# The exercise
Pull out each line below that contains the string "output".
━━━━━ Provided data ━━━━━
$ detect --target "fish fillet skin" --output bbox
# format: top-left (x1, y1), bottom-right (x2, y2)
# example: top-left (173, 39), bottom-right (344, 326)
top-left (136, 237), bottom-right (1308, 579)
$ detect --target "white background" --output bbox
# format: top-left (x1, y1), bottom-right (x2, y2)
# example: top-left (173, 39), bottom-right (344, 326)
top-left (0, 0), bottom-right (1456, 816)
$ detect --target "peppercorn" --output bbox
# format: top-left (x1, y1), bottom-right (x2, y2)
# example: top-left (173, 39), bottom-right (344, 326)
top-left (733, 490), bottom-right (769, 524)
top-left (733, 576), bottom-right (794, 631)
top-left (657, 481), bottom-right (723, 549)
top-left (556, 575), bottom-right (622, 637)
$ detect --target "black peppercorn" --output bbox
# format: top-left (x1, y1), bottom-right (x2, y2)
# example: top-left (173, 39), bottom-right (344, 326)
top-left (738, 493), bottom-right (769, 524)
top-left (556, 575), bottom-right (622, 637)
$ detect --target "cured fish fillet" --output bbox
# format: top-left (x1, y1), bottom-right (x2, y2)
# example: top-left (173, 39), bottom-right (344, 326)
━━━━━
# Task solution
$ detect --target "fish fillet skin" --output bbox
$ detect --target "white background" --output bbox
$ detect --target "peppercorn" --output bbox
$ detect --target "black peppercorn" --output bbox
$ detect --target "cured fish fillet" --output bbox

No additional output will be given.